_EXTRACT PROVIDED_.
The Girl on the Train and Other Unreliable Narrators

Paula Hawkins' debut novel, The Girl on the Train, is a hit. Readers and critics alike appear to love Hawkins' gripping psychological thriller. With some incredibly satisfying plot twists and an unreliable narrator to keep things interesting, it's shaping-up to be this season's Gone Girl, and I have noticed engrossed readers toting this book around everywhere.

An unreliable narrator is a beautiful thing in the world of suspense fiction luring readers down the wrong path, offering up stories that may or may not be real, manipulating us and serving up startling revelations. Gillian Flynn executed it brilliantly in Gone Girl. Hawkins employs it cleverly in The Girl on The Train. If you love an unreliable narrator, there are many great ones to be found on library shelves. Before I Go to Sleep features an amnesic narrator who wakes up every morning unable to remember what transpired the day before but finds clues in her diary leading her to wonder if her husband is the man he appears to be.

_WORK ITEM 1_. In the piece on unreliable narrators, which novel is The Girl on the Train said to be shaping up to be this season's version of?
_WORK ITEM 2_. Carry on the piece about unreliable narrators, starting right after its last sentence.

_DATASET_.

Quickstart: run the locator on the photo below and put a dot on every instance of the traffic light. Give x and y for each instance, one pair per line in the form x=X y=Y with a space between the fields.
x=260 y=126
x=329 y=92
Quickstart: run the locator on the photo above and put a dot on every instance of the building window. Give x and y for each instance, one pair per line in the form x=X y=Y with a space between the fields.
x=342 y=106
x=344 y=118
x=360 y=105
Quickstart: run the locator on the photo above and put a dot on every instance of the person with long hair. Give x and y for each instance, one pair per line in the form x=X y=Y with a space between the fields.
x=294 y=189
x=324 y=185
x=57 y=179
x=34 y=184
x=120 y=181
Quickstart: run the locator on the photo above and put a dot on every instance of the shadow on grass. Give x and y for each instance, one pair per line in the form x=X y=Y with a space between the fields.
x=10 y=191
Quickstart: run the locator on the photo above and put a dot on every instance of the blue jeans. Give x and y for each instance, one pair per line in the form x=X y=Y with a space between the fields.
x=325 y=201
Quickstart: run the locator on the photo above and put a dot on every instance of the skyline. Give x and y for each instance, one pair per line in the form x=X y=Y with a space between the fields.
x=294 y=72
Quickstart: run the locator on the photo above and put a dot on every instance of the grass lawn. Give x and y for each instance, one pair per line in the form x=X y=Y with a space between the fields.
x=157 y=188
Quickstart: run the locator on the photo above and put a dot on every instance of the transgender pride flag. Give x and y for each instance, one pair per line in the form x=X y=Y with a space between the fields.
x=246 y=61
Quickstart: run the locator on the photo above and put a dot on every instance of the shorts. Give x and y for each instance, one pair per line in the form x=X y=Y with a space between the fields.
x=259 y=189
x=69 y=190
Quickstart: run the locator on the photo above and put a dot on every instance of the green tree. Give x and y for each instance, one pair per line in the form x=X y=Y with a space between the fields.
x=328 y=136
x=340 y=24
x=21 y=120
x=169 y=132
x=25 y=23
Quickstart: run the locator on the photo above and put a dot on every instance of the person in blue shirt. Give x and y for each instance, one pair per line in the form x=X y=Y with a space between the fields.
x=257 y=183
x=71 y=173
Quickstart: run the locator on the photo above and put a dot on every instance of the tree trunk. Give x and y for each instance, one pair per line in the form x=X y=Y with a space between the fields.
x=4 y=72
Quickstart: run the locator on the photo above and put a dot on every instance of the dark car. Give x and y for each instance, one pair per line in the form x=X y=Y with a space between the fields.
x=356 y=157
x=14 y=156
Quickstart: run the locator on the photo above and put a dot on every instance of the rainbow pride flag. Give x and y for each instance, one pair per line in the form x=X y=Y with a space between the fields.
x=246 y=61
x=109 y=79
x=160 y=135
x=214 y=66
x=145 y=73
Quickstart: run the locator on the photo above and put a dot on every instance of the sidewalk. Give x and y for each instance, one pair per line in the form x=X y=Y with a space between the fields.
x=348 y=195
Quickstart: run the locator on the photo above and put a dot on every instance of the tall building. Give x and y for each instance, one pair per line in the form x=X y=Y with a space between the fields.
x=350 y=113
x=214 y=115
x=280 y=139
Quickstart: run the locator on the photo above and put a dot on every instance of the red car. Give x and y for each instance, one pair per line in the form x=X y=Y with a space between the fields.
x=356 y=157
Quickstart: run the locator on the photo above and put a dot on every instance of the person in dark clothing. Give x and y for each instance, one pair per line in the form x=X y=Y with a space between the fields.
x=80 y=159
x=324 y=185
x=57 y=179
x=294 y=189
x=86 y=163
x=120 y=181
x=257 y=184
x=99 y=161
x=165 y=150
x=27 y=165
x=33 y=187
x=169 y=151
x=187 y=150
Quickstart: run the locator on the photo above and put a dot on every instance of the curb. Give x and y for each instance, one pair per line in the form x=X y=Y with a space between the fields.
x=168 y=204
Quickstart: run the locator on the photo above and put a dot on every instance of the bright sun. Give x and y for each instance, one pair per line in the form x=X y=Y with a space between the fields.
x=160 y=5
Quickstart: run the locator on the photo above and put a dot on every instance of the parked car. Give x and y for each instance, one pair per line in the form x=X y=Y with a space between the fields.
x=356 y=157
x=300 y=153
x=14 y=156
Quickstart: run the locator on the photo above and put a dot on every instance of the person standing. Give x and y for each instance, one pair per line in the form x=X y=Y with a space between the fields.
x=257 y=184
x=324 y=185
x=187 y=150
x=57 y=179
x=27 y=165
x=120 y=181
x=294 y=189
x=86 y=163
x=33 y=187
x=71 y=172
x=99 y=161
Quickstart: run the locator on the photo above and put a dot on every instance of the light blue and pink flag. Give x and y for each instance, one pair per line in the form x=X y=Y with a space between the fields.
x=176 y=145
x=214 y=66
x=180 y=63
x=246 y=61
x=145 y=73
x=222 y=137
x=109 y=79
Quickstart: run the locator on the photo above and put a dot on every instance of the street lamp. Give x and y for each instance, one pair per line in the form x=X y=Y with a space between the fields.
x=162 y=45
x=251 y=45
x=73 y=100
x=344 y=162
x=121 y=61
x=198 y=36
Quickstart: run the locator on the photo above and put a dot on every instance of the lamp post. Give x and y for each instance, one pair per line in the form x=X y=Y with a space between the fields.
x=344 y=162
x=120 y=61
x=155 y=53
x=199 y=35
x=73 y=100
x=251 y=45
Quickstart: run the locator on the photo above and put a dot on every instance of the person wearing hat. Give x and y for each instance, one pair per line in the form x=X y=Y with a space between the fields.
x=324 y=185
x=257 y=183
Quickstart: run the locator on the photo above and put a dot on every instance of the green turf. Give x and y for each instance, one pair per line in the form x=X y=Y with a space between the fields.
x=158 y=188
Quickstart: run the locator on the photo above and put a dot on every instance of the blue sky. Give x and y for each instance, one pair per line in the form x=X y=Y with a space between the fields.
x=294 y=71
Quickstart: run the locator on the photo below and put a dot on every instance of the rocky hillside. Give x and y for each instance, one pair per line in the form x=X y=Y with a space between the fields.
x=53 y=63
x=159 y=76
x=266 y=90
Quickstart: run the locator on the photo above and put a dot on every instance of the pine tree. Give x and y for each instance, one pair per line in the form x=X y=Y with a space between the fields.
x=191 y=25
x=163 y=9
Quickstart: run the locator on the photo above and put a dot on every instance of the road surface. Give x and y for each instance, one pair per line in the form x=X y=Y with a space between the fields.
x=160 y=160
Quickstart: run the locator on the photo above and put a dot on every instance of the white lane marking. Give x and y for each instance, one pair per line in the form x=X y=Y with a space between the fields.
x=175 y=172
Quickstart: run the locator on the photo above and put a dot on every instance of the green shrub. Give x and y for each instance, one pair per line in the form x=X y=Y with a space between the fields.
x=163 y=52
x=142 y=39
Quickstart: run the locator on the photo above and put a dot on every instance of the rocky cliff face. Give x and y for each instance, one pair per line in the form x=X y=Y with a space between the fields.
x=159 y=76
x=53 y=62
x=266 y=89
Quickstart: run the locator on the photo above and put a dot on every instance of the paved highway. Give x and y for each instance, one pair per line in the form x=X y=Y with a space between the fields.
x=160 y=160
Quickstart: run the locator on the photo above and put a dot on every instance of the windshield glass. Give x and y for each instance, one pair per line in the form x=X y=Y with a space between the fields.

_WRITTEN RESPONSE 1_. Gone Girl

_WRITTEN RESPONSE 2_.
In How to Be A Good Wife, Marta begins having haunting visions when she stops taking her medication and starts to suspect the stories her husband, Hector, has been telling her are not the truth.

As aging Maud loses her memory in Elizabeth Is Missing, she tries to piece together where her missing friend, Elizabeth, has gone.

In The Other Typist, Rose falls under the spell of a fellow typist, the beautiful and charismatic Odalie, and becomes embroiled in her dangerous world. But can we trust the story Rose is telling us?

Who is your favorite unreliable narrator in literature?